_Verilen metin_:
####

HIDE

GAZETE DEMOKRAT / EKONOMİ

GRID_STYLE

SON HAVADİS

SHOW_BLOG

“TÜLÜM”

Hiç böyle bir yazı yazmadım ben. Bir ölümün arkasından yazmadım. Elim, dilim ve yüreğim yettiğince yazdım her şey için ama… ...



Hiç böyle bir yazı yazmadım ben.
Bir ölümün arkasından yazmadım.
Elim, dilim ve yüreğim yettiğince yazdım her şey için ama…
Hani memleket diyerek, sonra benim insanlarım, ülkem…
Ve gelecek için ve aydınlık ve kırmızının aşkına…
Ama…
Şu “ama” kelimesi icat edilmeseydi keşke hiç.

“Tülüm” derdi yurttaki kızlar ona.
Fakültedeki arkadaşları…
TÜLİN’di adı oysa. Bir Tülin bu kadar mı çok şey ifade eder.

####

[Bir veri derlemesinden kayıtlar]

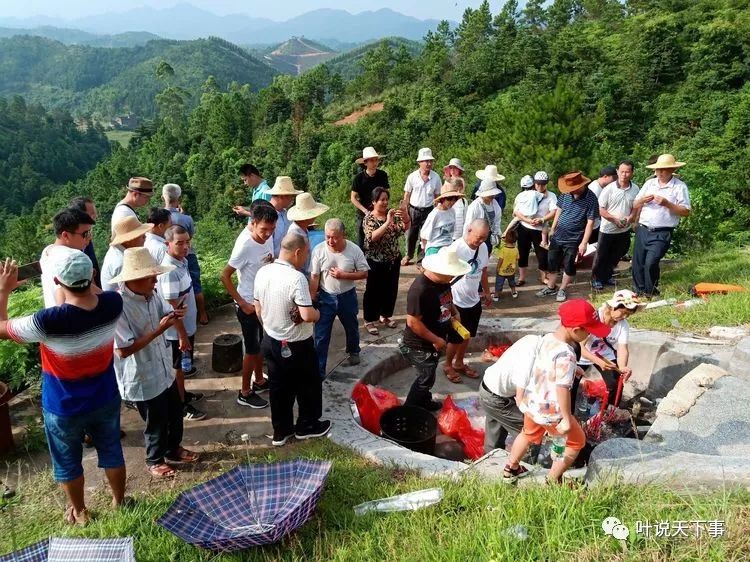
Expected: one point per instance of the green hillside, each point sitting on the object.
(105, 82)
(348, 64)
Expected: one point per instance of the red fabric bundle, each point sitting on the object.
(371, 402)
(454, 422)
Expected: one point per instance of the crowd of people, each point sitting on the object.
(124, 332)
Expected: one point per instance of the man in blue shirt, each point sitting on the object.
(577, 209)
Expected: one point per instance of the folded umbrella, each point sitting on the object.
(249, 505)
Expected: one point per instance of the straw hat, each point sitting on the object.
(128, 229)
(446, 262)
(142, 185)
(425, 154)
(456, 163)
(447, 191)
(138, 263)
(305, 208)
(665, 161)
(572, 181)
(283, 186)
(487, 188)
(367, 153)
(489, 173)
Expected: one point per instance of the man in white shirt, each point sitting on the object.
(155, 242)
(498, 390)
(283, 303)
(662, 201)
(334, 268)
(420, 190)
(252, 250)
(72, 234)
(606, 176)
(616, 209)
(139, 194)
(471, 249)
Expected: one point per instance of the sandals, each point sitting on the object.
(162, 470)
(388, 322)
(452, 374)
(71, 517)
(183, 455)
(467, 371)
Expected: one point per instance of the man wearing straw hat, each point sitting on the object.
(138, 195)
(303, 215)
(420, 190)
(143, 365)
(577, 209)
(364, 182)
(79, 390)
(490, 174)
(282, 194)
(429, 312)
(662, 202)
(126, 233)
(252, 250)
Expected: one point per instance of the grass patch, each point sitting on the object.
(123, 137)
(721, 264)
(469, 524)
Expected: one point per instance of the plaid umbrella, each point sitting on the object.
(74, 550)
(248, 506)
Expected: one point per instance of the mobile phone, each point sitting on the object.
(29, 271)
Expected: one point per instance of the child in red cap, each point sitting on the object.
(545, 402)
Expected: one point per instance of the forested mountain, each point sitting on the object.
(78, 37)
(105, 82)
(40, 150)
(350, 63)
(561, 85)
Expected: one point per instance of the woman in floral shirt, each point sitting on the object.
(383, 228)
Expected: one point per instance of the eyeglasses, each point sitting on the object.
(85, 234)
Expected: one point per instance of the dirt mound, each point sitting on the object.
(357, 115)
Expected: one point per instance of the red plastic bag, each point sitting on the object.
(454, 422)
(371, 402)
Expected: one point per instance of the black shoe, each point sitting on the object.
(259, 387)
(280, 439)
(252, 400)
(192, 397)
(320, 429)
(189, 413)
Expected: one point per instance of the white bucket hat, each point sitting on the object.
(306, 208)
(456, 163)
(489, 173)
(487, 188)
(446, 262)
(283, 186)
(128, 229)
(665, 161)
(367, 153)
(138, 263)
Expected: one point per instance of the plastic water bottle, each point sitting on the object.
(403, 502)
(558, 448)
(186, 363)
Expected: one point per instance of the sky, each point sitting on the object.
(71, 9)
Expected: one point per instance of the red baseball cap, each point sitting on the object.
(579, 313)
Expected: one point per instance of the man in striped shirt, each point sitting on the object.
(79, 389)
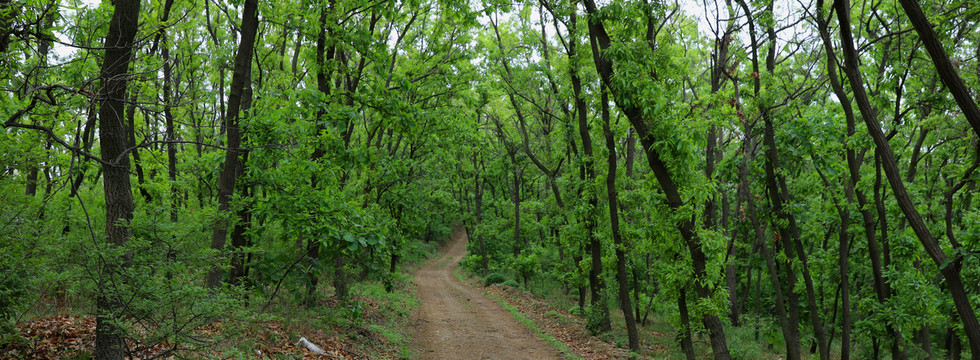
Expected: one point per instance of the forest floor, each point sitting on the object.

####

_Aşağıdakileri tamamlayın_:
1. Verilen metinde "Hiç böyle bir yazı yazmadım ben. Bir" ile başlayıp "yurttaki kızlar ona." ile biten bölümü olduğu gibi yeniden yazın.
2. Lütfen girdilerde "Expected: one point per instance of the white" ifadesini içeren satırdan başlayıp girdilerin sonunda biten kısmı, "sitting on" yerine "resting on" koyarak ve geri kalan her şeyi aynı bırakarak yeniden verin. Resimleri cevaba eklemeyin.

_Cevaplar_:
1.
Hiç böyle bir yazı yazmadım ben. Bir ölümün arkasından yazmadım. Elim, dilim ve yüreğim yettiğince yazdım her şey için ama… ...



Hiç böyle bir yazı yazmadım ben.
Bir ölümün arkasından yazmadım.
Elim, dilim ve yüreğim yettiğince yazdım her şey için ama…
Hani memleket diyerek, sonra benim insanlarım, ülkem…
Ve gelecek için ve aydınlık ve kırmızının aşkına…
Ama…
Şu “ama” kelimesi icat edilmeseydi keşke hiç.

“Tülüm” derdi yurttaki kızlar ona.

2.
Expected: one point per instance of the white bucket hat, each point resting on the object.
(306, 208)
(456, 163)
(489, 173)
(487, 188)
(446, 262)
(283, 186)
(128, 229)
(665, 161)
(367, 153)
(138, 263)
Expected: one point per instance of the plastic water bottle, each point resting on the object.
(403, 502)
(558, 448)
(186, 363)
Expected: one point per instance of the sky, each point resting on the object.
(71, 9)
Expected: one point per instance of the red baseball cap, each point resting on the object.
(579, 313)
Expected: one point per instance of the man in striped shirt, each point resting on the object.
(79, 389)
Expected: one point per instance of the forest floor, each point resting on the object.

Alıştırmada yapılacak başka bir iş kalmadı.